:: YOUR GOAL ::
Copy the data precisely, character for character, and leave out every picture.
***** PROVIDED MATERIAL *****
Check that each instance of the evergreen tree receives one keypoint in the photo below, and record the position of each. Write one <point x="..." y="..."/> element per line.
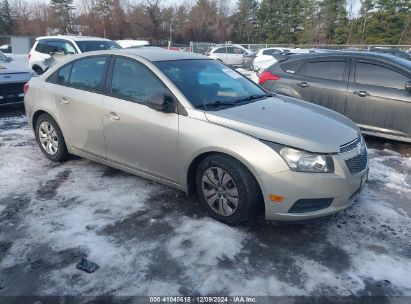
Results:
<point x="244" y="19"/>
<point x="341" y="32"/>
<point x="7" y="20"/>
<point x="63" y="11"/>
<point x="279" y="21"/>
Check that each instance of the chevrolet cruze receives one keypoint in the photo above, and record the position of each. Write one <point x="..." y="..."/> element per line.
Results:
<point x="193" y="123"/>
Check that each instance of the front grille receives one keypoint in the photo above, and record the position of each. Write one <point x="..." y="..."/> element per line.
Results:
<point x="9" y="92"/>
<point x="358" y="163"/>
<point x="350" y="146"/>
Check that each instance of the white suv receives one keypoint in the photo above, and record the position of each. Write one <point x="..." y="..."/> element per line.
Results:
<point x="229" y="54"/>
<point x="45" y="47"/>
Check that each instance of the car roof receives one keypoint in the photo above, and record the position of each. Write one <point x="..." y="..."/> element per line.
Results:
<point x="149" y="53"/>
<point x="74" y="38"/>
<point x="159" y="54"/>
<point x="355" y="54"/>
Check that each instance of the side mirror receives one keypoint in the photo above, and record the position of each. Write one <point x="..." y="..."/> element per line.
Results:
<point x="162" y="102"/>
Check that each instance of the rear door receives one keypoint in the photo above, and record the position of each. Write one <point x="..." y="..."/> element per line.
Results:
<point x="136" y="135"/>
<point x="377" y="99"/>
<point x="76" y="89"/>
<point x="323" y="81"/>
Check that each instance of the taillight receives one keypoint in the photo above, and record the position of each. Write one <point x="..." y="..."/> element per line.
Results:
<point x="26" y="88"/>
<point x="267" y="75"/>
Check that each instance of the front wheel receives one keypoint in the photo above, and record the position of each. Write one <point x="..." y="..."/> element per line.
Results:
<point x="50" y="138"/>
<point x="227" y="189"/>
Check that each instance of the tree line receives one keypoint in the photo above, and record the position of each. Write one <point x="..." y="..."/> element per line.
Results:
<point x="312" y="22"/>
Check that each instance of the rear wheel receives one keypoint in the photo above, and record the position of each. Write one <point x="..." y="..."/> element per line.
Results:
<point x="227" y="189"/>
<point x="50" y="138"/>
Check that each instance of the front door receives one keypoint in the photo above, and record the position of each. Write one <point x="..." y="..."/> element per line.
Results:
<point x="136" y="135"/>
<point x="77" y="97"/>
<point x="377" y="99"/>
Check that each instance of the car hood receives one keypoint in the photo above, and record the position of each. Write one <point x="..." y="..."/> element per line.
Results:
<point x="290" y="122"/>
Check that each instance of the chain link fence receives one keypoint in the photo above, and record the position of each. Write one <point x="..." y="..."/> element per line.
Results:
<point x="202" y="47"/>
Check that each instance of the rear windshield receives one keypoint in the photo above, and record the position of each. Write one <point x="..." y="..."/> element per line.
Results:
<point x="89" y="46"/>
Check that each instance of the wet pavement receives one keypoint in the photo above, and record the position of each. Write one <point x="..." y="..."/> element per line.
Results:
<point x="149" y="239"/>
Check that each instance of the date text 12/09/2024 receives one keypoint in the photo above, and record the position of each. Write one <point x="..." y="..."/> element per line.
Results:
<point x="205" y="299"/>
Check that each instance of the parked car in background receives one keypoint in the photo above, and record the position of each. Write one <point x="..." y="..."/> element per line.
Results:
<point x="128" y="43"/>
<point x="195" y="124"/>
<point x="230" y="54"/>
<point x="13" y="76"/>
<point x="6" y="48"/>
<point x="248" y="60"/>
<point x="374" y="90"/>
<point x="45" y="47"/>
<point x="392" y="51"/>
<point x="179" y="47"/>
<point x="265" y="58"/>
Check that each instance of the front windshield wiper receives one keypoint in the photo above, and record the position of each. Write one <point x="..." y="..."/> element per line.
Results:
<point x="215" y="104"/>
<point x="252" y="97"/>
*****
:: EXERCISE RESULT ::
Check that each instance of the evergreen tree receives one keypoint in the photo below, and record the position of each. Write one <point x="..." y="..."/> element per line.
Results:
<point x="244" y="19"/>
<point x="341" y="32"/>
<point x="7" y="20"/>
<point x="63" y="11"/>
<point x="279" y="21"/>
Check that each instance of the chevrolet cruze receives one keypoint in the photo above, and record the position of each. Write one <point x="..." y="..."/> element per line.
Results:
<point x="193" y="123"/>
Check that each instance of the front grille receives one keypoint in the photo above, and record the position of each. Write one <point x="..." y="..."/> element per line.
Results:
<point x="9" y="92"/>
<point x="358" y="163"/>
<point x="350" y="146"/>
Check that each instance of the white suv receives one keypoint in the photo above, and record the position of each. Write one <point x="..." y="..."/> element per line.
Results:
<point x="229" y="54"/>
<point x="45" y="47"/>
Check that each instance of the car roof receives one keypoint in the photo above, and record the position of each. Write one <point x="..." y="..."/> element per line.
Results:
<point x="149" y="53"/>
<point x="74" y="38"/>
<point x="159" y="54"/>
<point x="355" y="54"/>
Check that each instance of the side mirror receives one keypoint in the photo above, and record the position of each. Write one <point x="..." y="..."/> element per line.
Results:
<point x="162" y="102"/>
Check that each instance of the rear door receives one keypoint in the photo above, and record the position of each. Write one <point x="..." y="..."/> element per line.
Results:
<point x="136" y="135"/>
<point x="377" y="99"/>
<point x="76" y="89"/>
<point x="323" y="81"/>
Check that each instance of the taillight receives one keypoint in the photo above, and record the position of each. Write one <point x="..." y="..."/> element per line.
Results:
<point x="26" y="88"/>
<point x="267" y="75"/>
Check that each instance of the front wheel receives one keypoint in the photo above, and record the position of each. Write one <point x="..." y="..."/> element per line.
Results:
<point x="50" y="138"/>
<point x="227" y="189"/>
Check that each instance of the tree line receives one keypoint in the photo above, and record the position of each. Write one <point x="..." y="..."/> element per line.
Results:
<point x="312" y="22"/>
Check that each instance of the rear wheel receives one keypoint in the photo above, and record the position of each. Write one <point x="..." y="..."/> element per line.
Results:
<point x="227" y="189"/>
<point x="50" y="138"/>
Check that each instance of the front door receives one keypoint in the photo above, and record the position of each. Write one <point x="..." y="..."/> element per line.
Results:
<point x="136" y="135"/>
<point x="77" y="97"/>
<point x="377" y="99"/>
Check that each instance of the car hood receives one keypoint in the photo above, and record the position of each. Write one <point x="..." y="..."/> element per line.
Results:
<point x="290" y="122"/>
Check that each instance of the chain link fence receives one keypoint in the photo above, and record the position of each. Write one <point x="..." y="..."/> element per line.
Results:
<point x="202" y="47"/>
Check that each instance of the rear windshield receives one keypoint in the photo above, and record the position of each. Write one <point x="..." y="..."/> element per line.
Results:
<point x="89" y="46"/>
Check that each instance of the wet pavement receives one keypoint in the photo above, and record the position of each. Write one <point x="..." y="..."/> element per line.
Results:
<point x="149" y="239"/>
Check that each instance of the date text 12/09/2024 receives one keypoint in the photo above, and record the position of each. Write one <point x="..." y="..."/> element per line.
Results:
<point x="205" y="299"/>
Check that each instance of the parked car in background receives one keypoint in the photo above, and record the position of each. Write one <point x="..." y="..."/> element per line.
Results:
<point x="128" y="43"/>
<point x="195" y="124"/>
<point x="230" y="54"/>
<point x="13" y="76"/>
<point x="6" y="48"/>
<point x="248" y="60"/>
<point x="374" y="90"/>
<point x="45" y="47"/>
<point x="392" y="51"/>
<point x="179" y="47"/>
<point x="265" y="58"/>
Check that each instance of the front windshield wiper receives one keypoint in the photo above, and record the position of each. Write one <point x="..." y="..."/> element per line.
Results:
<point x="215" y="104"/>
<point x="252" y="97"/>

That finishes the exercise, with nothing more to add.